■ Text provided:

····················

Radiance on 64-bit

Zack_Rogers · January 8, 2004, 6:33pm

Hello again,

We are considering getting a new G5! I am wondering if there is any work happening on creating a 64-bit version of Radiance? If not, what are people's thoughts on how extensive this conversion would be?

Thanks!
Zack

···

--
Zack Rogers
Staff Engineer
Architectural Energy Corporation
2540 Frontier Avenue, Suite 201
Boulder, CO 80301 USA

tel (303)444-4149 ext.235
fax (303)444-4304

Georg_Mischler · January 8, 2004, 7:48pm

Zack Rogers wrote:

Hello again,

We are considering getting a new G5! I am wondering if there is any
work happening on creating a 64-bit version of Radiance? If not, what
are people's thoughts on how extensive this conversion would be?

Doesn't the G5 run 32 bit binaries as well?
I'm not sure what the benefit would be, btw. Are you thinking of
some aspect in particular?

There are many elements in a program that can be either 32 or
64 bits wide (or any other size). Among others those are the
sizes of ints (increasing their range), floats (increasing their
precision), and pointers (increasing the address space).
But very often, those have no direct influence on performance.
The most noticeable thing to change might be the required amount
of memory. In the worst case, you'd have to install twice as much
RAM to get the same result.

What *would* help for the recent G# Macs is the use of the
altivec unit in the CPU. If someone finds a way to eg. unroll the
64 multiplications in multmat4 in src/common/mat4.c, so that they
get executed in parallel, then that might make a real difference.
Anyone wants to dig into PowerPC assembler?

-schorsch

···

--
Georg Mischler -- simulations developer -- schorsch at schorsch com
+schorsch.com+ -- lighting design tools -- http://www.schorsch.com/

Ferdinand_Schmid · January 8, 2004, 9:09pm

<snip>

Doesn't the G5 run 32 bit binaries as well?

····················

Data entries
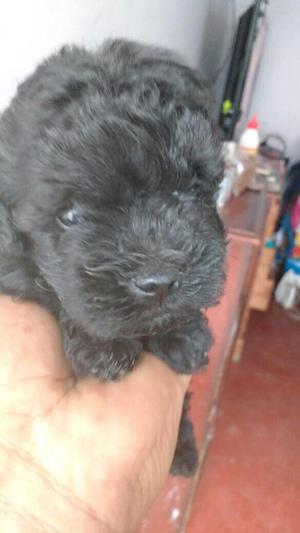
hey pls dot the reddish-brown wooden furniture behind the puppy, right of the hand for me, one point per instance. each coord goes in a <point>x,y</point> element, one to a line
<point>249,219</point>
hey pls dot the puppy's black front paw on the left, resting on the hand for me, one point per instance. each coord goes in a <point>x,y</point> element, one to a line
<point>91,356</point>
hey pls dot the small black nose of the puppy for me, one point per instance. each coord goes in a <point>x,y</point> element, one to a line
<point>157,285</point>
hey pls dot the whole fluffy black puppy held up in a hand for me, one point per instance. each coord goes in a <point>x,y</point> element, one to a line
<point>109,166</point>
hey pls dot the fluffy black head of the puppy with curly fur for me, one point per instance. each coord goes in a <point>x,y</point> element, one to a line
<point>121,213</point>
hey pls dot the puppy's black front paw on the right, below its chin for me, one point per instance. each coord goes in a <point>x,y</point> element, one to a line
<point>185,348</point>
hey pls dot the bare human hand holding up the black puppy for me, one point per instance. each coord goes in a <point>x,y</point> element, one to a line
<point>78,454</point>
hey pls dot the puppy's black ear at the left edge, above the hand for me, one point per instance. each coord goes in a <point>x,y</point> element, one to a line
<point>17,273</point>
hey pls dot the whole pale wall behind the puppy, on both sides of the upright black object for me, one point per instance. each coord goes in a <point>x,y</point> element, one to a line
<point>201,30</point>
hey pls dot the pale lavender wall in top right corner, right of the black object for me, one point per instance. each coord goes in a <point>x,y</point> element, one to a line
<point>277,94</point>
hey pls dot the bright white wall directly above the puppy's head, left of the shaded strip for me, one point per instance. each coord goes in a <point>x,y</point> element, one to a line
<point>31,29</point>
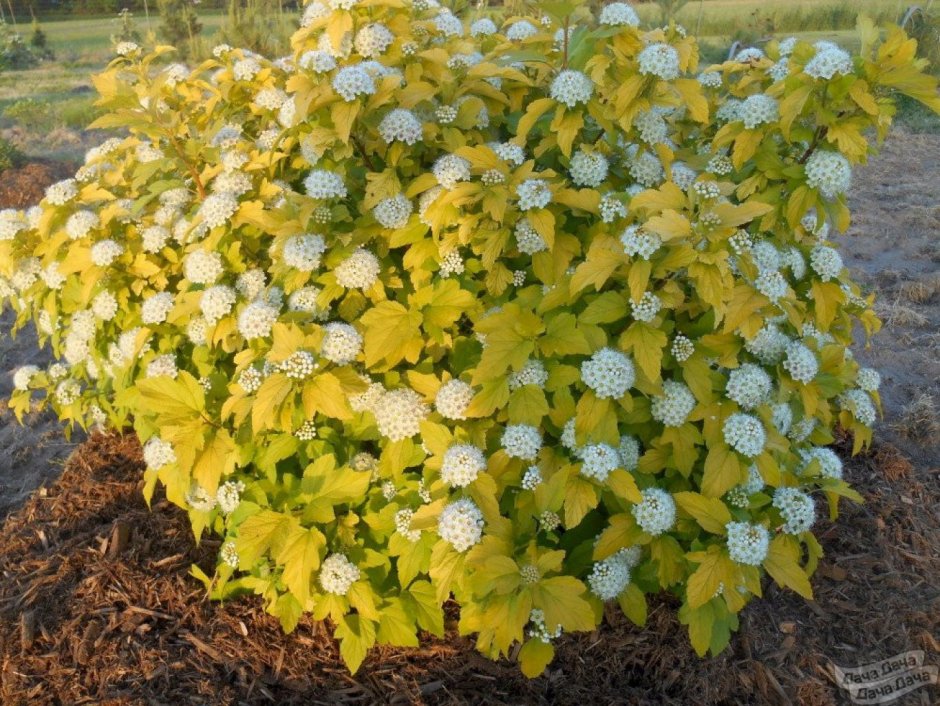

····················

■ What to work on:
A) In the Radiance 64-bit thread, which function and source file does Georg Mischler suggest unrolling so that its 64 multiplications run in parallel?
B) Print the passage of the Radiance 64-bit thread starting at "What *would* help" and ending at "a real difference.".

■ Results for each task:
A) The function multmat4 in src/common/mat4.c.

B)
What *would* help for the recent G# Macs is the use of the
altivec unit in the CPU. If someone finds a way to eg. unroll the
64 multiplications in multmat4 in src/common/mat4.c, so that they
get executed in parallel, then that might make a real difference.